- [WHAT IS NEEDED]
Carry the article below on shooting coyotes to save fawns forward, starting right after its final sentence.

- [SOURCE PASSAGE]
Shoot a Coyote, Save a Fawn? 

In Hunters are not Conservationists, IUCNCongress, Profanity Peak Pack by TwowolvesLeave a Comment

coyotehunters

Protect The Wolves® has to wonder why it has taken this many years to finally reach this opinion. Clearly its not rocket science, We already know that Poaching accounts for a huge untold number similar to that of Rustlers do to Cows… If they want to make a real difference, Then Stop all hunting for 5 years and see where they would be. To only allow Subsistence hunting would be even better, because no one could prove they needed to hunt to survive as in the old Indigenous Days

After years of research focused on coyotes and deer, biologists seem to be leaning toward a single management tool for boosting deer numbers where coyotes are present: Shoot fewer does. shoot fewer period!! When Hunters continue to slaughter 20-30,000 of 1 species in 1 state every year… shutting off hunting period, not shooting that many will make a huge difference very quickly!

Shoot a Coyote, Save a Fawn?

New research indicates that predator control is far more complicated than most of us might think.

It’s true: A dead coyote will never eat another fawn, and a dead raccoon can’t scavenge another quail’s nest. But that doesn’t mean that plugging the occasional predator from your deer stand will actually do a great deal to help your local game population. It’s much more complicated than that, says University of North Dakota wildlife professor Dr. Susan Felege, who led a three-year study examining the impact of predator removal on quail nesting success in Florida and Georgia.

Her findings were startling. Although professional trappers removed as many as 737 mammalian predators in one year from individual 3,500-acre study sites—raccoons and possums accounted for most of the animals—overall nesting success did not change.

“The predator community is very complex,” says Felege. “If raccoons aren’t eating quail eggs, something else is.” What’s more, the number of mammalian predators caught by trappers actually remained stable from one year to the next. “If there are studies that removed this many animals with no discernible impact on prey, it is pretty clear that randomly removing one or two would be unlikely to have much impact,” says Dr. Mike Conner, a research scientist at the Jones Ecological Research Center.

- [DATASET CONTENT]
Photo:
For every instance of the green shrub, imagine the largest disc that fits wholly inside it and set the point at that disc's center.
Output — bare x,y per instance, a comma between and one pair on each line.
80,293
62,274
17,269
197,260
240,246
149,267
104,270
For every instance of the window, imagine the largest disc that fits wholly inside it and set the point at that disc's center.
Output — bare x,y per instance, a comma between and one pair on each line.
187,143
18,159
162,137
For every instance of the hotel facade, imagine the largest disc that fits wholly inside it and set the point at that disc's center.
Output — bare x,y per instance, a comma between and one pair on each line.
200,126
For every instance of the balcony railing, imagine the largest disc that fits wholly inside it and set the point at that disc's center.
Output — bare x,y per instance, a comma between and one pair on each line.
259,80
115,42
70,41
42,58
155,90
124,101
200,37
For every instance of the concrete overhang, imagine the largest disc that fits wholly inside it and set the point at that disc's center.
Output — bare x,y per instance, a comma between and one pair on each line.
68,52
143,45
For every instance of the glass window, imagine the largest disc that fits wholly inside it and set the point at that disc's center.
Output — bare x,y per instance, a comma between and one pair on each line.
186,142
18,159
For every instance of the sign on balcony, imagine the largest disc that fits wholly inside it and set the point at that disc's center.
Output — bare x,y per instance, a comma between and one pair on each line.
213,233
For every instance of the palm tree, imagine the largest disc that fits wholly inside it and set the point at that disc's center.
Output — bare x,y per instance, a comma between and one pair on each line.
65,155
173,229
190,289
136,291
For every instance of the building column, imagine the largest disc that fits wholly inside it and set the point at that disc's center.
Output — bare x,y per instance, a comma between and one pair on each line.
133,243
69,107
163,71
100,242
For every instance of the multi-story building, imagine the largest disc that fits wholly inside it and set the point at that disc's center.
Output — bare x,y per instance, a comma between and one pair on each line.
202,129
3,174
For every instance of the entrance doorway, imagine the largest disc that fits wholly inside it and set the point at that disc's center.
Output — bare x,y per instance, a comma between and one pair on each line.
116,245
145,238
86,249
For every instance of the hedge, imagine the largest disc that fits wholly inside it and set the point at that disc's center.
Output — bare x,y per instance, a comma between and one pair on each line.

- [ANSWER AREA]
DOG DAYS

Coyote removal doesn’t make much of a difference either. A three-year study in South Carolina found that coyote control efforts did boost whitetail fawn survival, but only slightly. Despite intense trapping pressure—coyotes were reduced by 78 percent each year, and at a rate of about four per square mile—their numbers rebounded to pre-trapping levels within just nine months. “About a third of the coyotes in our study areas are transient,” says University of Georgia professor Dr. Karl Miller. “If you shoot a resident coyote, a transient moves in and sets up his own territory pretty quickly.”

That’s not to say that shooting a coyote won’t save a few fawns. Of more importance is to shoot them at the right time of the year—where legal. Miller was involved in various studies that showed higher fawn survival rates in some study areas when management efforts were conducted just prior to the fawning season. However, coyote trapping didn’t help on other sites.

Similar to the results of the South Carolina study, trapping efforts during his research period were intense and sustained. Most hunters likely don’t have the time or resources to duplicate those efforts. So what helps? At one time, biologists believed fawn predation was lower in areas with high-quality fawning and bedding habitat, but new research disputes that—predation rates are similar in a variety of habitats.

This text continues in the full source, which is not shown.